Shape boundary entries
<<<<
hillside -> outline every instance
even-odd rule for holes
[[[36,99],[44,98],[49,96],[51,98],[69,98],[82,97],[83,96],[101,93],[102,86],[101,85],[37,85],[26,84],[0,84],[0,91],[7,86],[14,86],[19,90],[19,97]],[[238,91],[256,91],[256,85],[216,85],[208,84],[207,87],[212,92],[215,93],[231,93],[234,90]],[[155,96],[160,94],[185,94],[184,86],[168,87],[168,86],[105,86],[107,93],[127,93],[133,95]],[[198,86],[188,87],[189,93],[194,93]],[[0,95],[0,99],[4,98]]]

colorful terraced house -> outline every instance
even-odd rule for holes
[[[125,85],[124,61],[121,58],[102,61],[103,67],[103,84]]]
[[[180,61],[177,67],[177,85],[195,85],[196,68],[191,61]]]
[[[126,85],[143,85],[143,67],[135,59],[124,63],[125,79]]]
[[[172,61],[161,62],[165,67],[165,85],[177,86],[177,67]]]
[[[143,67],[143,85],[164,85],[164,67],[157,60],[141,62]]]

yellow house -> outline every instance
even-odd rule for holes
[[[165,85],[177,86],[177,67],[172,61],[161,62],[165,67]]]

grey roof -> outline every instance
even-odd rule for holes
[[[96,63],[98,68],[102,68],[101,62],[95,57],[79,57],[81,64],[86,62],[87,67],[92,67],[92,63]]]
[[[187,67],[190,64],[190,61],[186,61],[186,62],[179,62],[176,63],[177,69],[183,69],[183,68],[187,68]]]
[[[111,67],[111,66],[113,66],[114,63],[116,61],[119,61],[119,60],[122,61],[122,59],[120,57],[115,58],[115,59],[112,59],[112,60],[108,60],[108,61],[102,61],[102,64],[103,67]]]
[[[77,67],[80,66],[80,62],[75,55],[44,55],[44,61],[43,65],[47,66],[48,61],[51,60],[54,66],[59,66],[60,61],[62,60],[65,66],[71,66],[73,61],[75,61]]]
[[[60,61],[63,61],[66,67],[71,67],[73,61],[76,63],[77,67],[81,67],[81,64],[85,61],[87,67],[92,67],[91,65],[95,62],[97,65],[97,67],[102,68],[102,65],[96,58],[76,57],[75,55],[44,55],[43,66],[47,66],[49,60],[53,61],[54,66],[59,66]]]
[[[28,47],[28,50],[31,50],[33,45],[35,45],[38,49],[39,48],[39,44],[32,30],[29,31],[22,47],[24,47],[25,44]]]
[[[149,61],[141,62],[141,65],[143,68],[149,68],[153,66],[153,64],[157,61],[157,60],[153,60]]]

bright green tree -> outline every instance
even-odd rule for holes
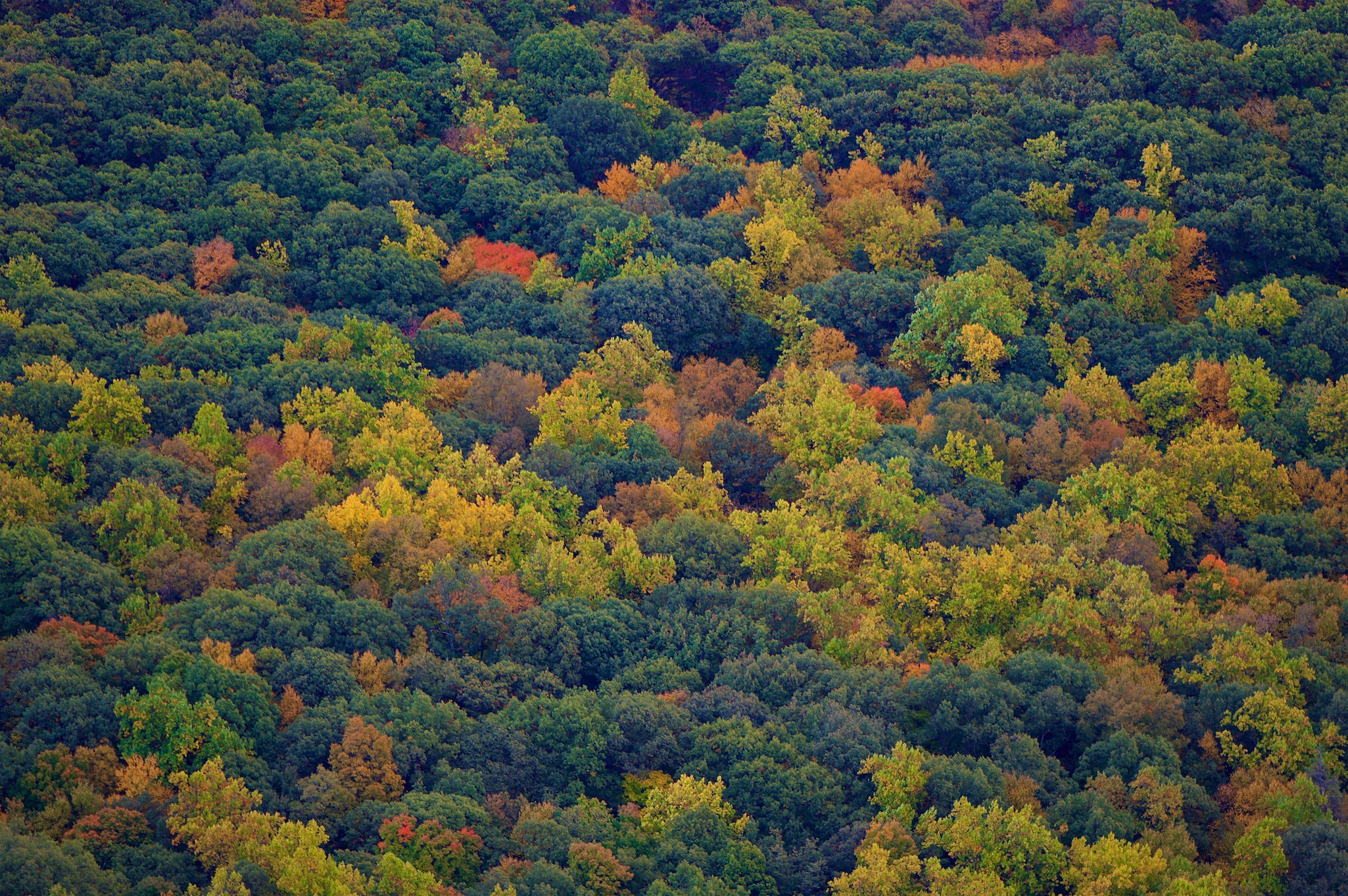
[[[880,435],[875,411],[853,402],[830,371],[791,365],[762,392],[749,423],[807,473],[832,469]]]
[[[168,771],[248,749],[220,718],[209,694],[193,703],[162,676],[150,679],[144,695],[132,687],[117,701],[116,711],[121,719],[121,750],[154,756]]]

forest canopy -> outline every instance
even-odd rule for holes
[[[1348,893],[1348,0],[0,8],[0,896]]]

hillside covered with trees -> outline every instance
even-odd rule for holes
[[[1348,0],[0,5],[0,896],[1348,895]]]

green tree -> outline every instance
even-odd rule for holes
[[[918,833],[956,868],[992,873],[1016,896],[1053,892],[1068,866],[1062,843],[1029,807],[975,806],[961,796],[945,818],[927,811]]]
[[[191,544],[178,519],[178,501],[139,480],[117,482],[85,519],[98,527],[94,536],[108,559],[127,570],[137,569],[159,544]]]
[[[1267,283],[1259,295],[1254,292],[1232,292],[1208,309],[1208,319],[1231,330],[1266,330],[1282,333],[1282,327],[1301,313],[1297,299],[1291,298],[1277,279]]]
[[[1148,143],[1142,150],[1142,177],[1147,182],[1147,195],[1161,202],[1165,207],[1170,206],[1170,194],[1175,186],[1185,179],[1184,174],[1174,164],[1169,143],[1162,143],[1161,146]]]
[[[604,387],[592,375],[569,377],[547,395],[539,396],[538,404],[530,410],[538,416],[535,445],[603,445],[609,451],[627,446],[631,420],[621,419],[621,404],[615,399],[605,399]]]
[[[1232,380],[1235,384],[1235,380]],[[1306,414],[1306,428],[1339,457],[1348,457],[1348,376],[1326,385]]]
[[[655,337],[640,323],[624,323],[623,333],[625,337],[613,337],[581,354],[573,375],[590,375],[605,399],[634,407],[646,387],[674,377],[669,364],[673,356],[655,345]]]
[[[1016,338],[1029,299],[1029,291],[1014,288],[992,265],[956,274],[918,295],[909,331],[894,341],[891,357],[933,379],[948,377],[964,356],[960,334],[965,325],[979,323],[1002,340]]]
[[[135,687],[117,701],[121,749],[154,756],[159,767],[179,771],[249,745],[216,711],[210,695],[193,703],[164,678],[150,679],[146,694]]]
[[[1190,379],[1192,373],[1189,361],[1181,358],[1159,365],[1132,389],[1147,423],[1163,439],[1178,435],[1193,418],[1198,387]]]
[[[837,466],[880,435],[875,410],[852,400],[830,372],[791,365],[762,388],[763,408],[749,423],[807,473]]]
[[[977,439],[958,430],[950,430],[946,434],[945,445],[934,447],[931,454],[936,459],[946,466],[953,466],[965,476],[1002,484],[1006,462],[992,459],[991,445],[979,445]]]
[[[1200,508],[1248,521],[1297,505],[1287,470],[1243,428],[1204,422],[1166,449],[1163,469]]]
[[[847,131],[836,131],[833,123],[814,106],[805,105],[801,92],[783,84],[767,104],[767,129],[763,135],[778,148],[790,148],[797,156],[806,152],[832,152],[847,140]]]
[[[913,826],[917,808],[926,798],[929,775],[922,771],[926,759],[926,750],[898,741],[888,755],[879,753],[861,763],[861,773],[869,775],[875,784],[871,802],[880,807],[878,819]]]
[[[1170,555],[1170,542],[1193,540],[1184,488],[1159,470],[1130,472],[1113,462],[1092,466],[1064,482],[1058,500],[1077,513],[1095,508],[1112,523],[1142,525],[1163,558]]]
[[[71,430],[115,445],[133,445],[150,435],[146,424],[150,408],[133,383],[113,380],[108,385],[106,380],[85,372],[75,385],[81,395],[70,410]]]
[[[1227,404],[1236,412],[1236,416],[1244,416],[1250,412],[1273,416],[1274,407],[1282,396],[1282,380],[1268,371],[1263,358],[1251,361],[1244,354],[1233,354],[1227,358],[1223,368],[1231,377]],[[1348,406],[1344,407],[1344,414],[1348,414]]]
[[[669,108],[669,102],[651,90],[646,70],[635,65],[613,73],[608,79],[608,98],[634,110],[647,128],[654,127],[655,120]]]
>>>>
== Your objective ==
Reproduce every entry above word for word and in the same order, but leave the pictures out.

== Answer for the task ==
hillside -> outline every instance
even-odd rule for holes
[[[36,99],[44,98],[49,96],[51,98],[69,98],[82,97],[83,96],[101,93],[102,86],[101,85],[37,85],[26,84],[0,84],[0,91],[7,86],[14,86],[19,90],[19,97]],[[238,91],[256,91],[256,85],[216,85],[208,84],[207,87],[212,92],[215,93],[231,93],[234,90]],[[155,96],[160,94],[185,94],[184,86],[168,87],[168,86],[105,86],[107,93],[127,93],[133,95]],[[198,86],[188,87],[189,93],[194,93]],[[0,95],[0,99],[4,98]]]

colorful terraced house -> outline every instance
even-odd rule for holes
[[[125,85],[124,61],[121,58],[102,61],[103,67],[103,84]]]
[[[180,61],[177,67],[177,85],[195,85],[196,68],[191,61]]]
[[[126,85],[143,85],[143,67],[135,59],[124,63],[125,79]]]
[[[172,61],[161,62],[165,67],[165,85],[177,86],[177,67]]]
[[[143,67],[143,85],[164,85],[164,67],[157,60],[141,62]]]

yellow house -> outline every instance
even-odd rule for holes
[[[165,85],[177,86],[177,67],[172,61],[161,62],[165,67]]]

grey roof -> outline every instance
even-odd rule for holes
[[[96,63],[98,68],[102,68],[101,62],[95,57],[79,57],[81,64],[86,62],[87,67],[92,67],[92,63]]]
[[[187,67],[190,64],[190,61],[186,61],[186,62],[179,62],[176,63],[177,69],[183,69],[183,68],[187,68]]]
[[[111,67],[111,66],[113,66],[114,63],[116,61],[119,61],[119,60],[122,61],[122,59],[120,57],[115,58],[115,59],[112,59],[112,60],[108,60],[108,61],[102,61],[102,64],[103,67]]]
[[[77,67],[80,66],[80,62],[75,55],[44,55],[44,61],[43,65],[47,66],[48,61],[51,60],[54,66],[59,66],[60,61],[62,60],[65,66],[71,66],[73,61],[75,61]]]
[[[60,61],[63,61],[66,67],[71,67],[73,61],[76,63],[77,67],[81,67],[81,64],[85,61],[87,67],[92,67],[91,65],[95,62],[97,65],[97,67],[102,68],[102,65],[96,58],[76,57],[75,55],[44,55],[43,66],[47,66],[49,60],[53,61],[54,66],[59,66]]]
[[[28,47],[28,50],[31,50],[33,45],[35,45],[38,49],[39,48],[39,44],[32,30],[29,31],[22,47],[24,47],[25,44]]]
[[[149,61],[141,62],[141,65],[143,68],[149,68],[153,66],[153,64],[157,61],[157,60],[153,60]]]

bright green tree -> outline every instance
even-odd rule for holes
[[[880,435],[875,411],[853,402],[830,371],[791,365],[762,392],[749,423],[807,473],[832,469]]]
[[[168,771],[248,749],[220,718],[209,694],[193,703],[162,676],[150,679],[144,695],[132,687],[117,701],[116,711],[121,719],[121,750],[154,756]]]

forest canopy -> outline every instance
even-odd rule for holes
[[[1348,893],[1348,0],[0,8],[0,896]]]

hillside covered with trees -> outline every instance
even-odd rule for holes
[[[1348,0],[0,5],[0,896],[1348,895]]]

green tree -> outline every instance
even-odd rule for holes
[[[918,833],[956,868],[992,873],[1016,896],[1053,892],[1068,866],[1062,843],[1029,807],[975,806],[961,796],[945,818],[927,811]]]
[[[191,544],[178,519],[178,501],[139,480],[117,482],[85,519],[98,527],[94,536],[108,559],[127,570],[137,569],[159,544]]]
[[[1267,283],[1259,295],[1254,292],[1232,292],[1208,309],[1208,319],[1231,330],[1266,330],[1282,333],[1282,327],[1301,313],[1297,299],[1291,298],[1277,279]]]
[[[1148,143],[1142,150],[1142,177],[1147,182],[1147,195],[1161,202],[1165,207],[1170,206],[1170,194],[1175,186],[1185,179],[1184,174],[1174,164],[1169,143],[1162,143],[1161,146]]]
[[[604,387],[592,375],[569,377],[547,395],[539,396],[538,404],[530,410],[538,416],[535,445],[603,445],[609,451],[627,446],[631,420],[621,419],[621,404],[615,399],[605,399]]]
[[[1232,380],[1235,384],[1235,380]],[[1306,414],[1306,428],[1339,457],[1348,457],[1348,376],[1326,385]]]
[[[655,337],[640,323],[624,323],[623,333],[625,337],[613,337],[581,354],[573,375],[590,375],[605,399],[634,407],[646,387],[674,377],[669,364],[673,356],[655,345]]]
[[[1016,338],[1029,299],[1029,291],[1014,288],[992,265],[956,274],[918,295],[909,331],[894,341],[891,357],[933,379],[948,377],[964,356],[960,334],[965,325],[979,323],[1002,340]]]
[[[135,687],[117,701],[121,749],[154,756],[159,767],[179,771],[249,745],[216,711],[210,695],[193,703],[164,678],[150,679],[146,694]]]
[[[1190,379],[1192,373],[1189,361],[1181,358],[1159,365],[1132,389],[1147,423],[1163,439],[1178,435],[1193,418],[1198,387]]]
[[[837,466],[880,435],[875,410],[852,400],[830,372],[791,365],[762,388],[763,408],[749,423],[807,473]]]
[[[977,439],[958,430],[950,430],[946,434],[945,445],[934,447],[931,454],[936,459],[946,466],[953,466],[965,476],[1002,484],[1006,462],[992,459],[991,445],[979,445]]]
[[[1200,508],[1248,521],[1297,505],[1287,470],[1243,428],[1204,422],[1166,449],[1163,469]]]
[[[847,131],[836,131],[833,123],[814,106],[805,105],[801,92],[783,84],[767,104],[767,129],[763,135],[778,148],[790,148],[797,156],[806,152],[832,152],[847,140]]]
[[[913,826],[917,808],[926,798],[929,775],[922,771],[926,759],[926,750],[898,741],[888,755],[879,753],[861,763],[861,773],[869,775],[875,784],[871,802],[880,807],[878,819]]]
[[[1170,555],[1170,542],[1193,540],[1184,488],[1159,470],[1130,472],[1113,462],[1092,466],[1064,482],[1058,500],[1077,513],[1095,508],[1112,523],[1142,525],[1163,558]]]
[[[71,430],[115,445],[133,445],[150,435],[146,424],[150,408],[133,383],[113,380],[108,385],[106,380],[85,372],[75,385],[81,395],[70,410]]]
[[[1227,404],[1236,412],[1236,416],[1244,416],[1250,412],[1273,416],[1274,407],[1282,396],[1282,380],[1268,371],[1263,358],[1251,361],[1244,354],[1233,354],[1227,358],[1223,368],[1231,377]],[[1348,406],[1344,407],[1344,414],[1348,414]]]
[[[669,108],[669,102],[651,90],[646,70],[635,65],[613,73],[608,79],[608,98],[634,110],[647,128],[654,127],[655,120]]]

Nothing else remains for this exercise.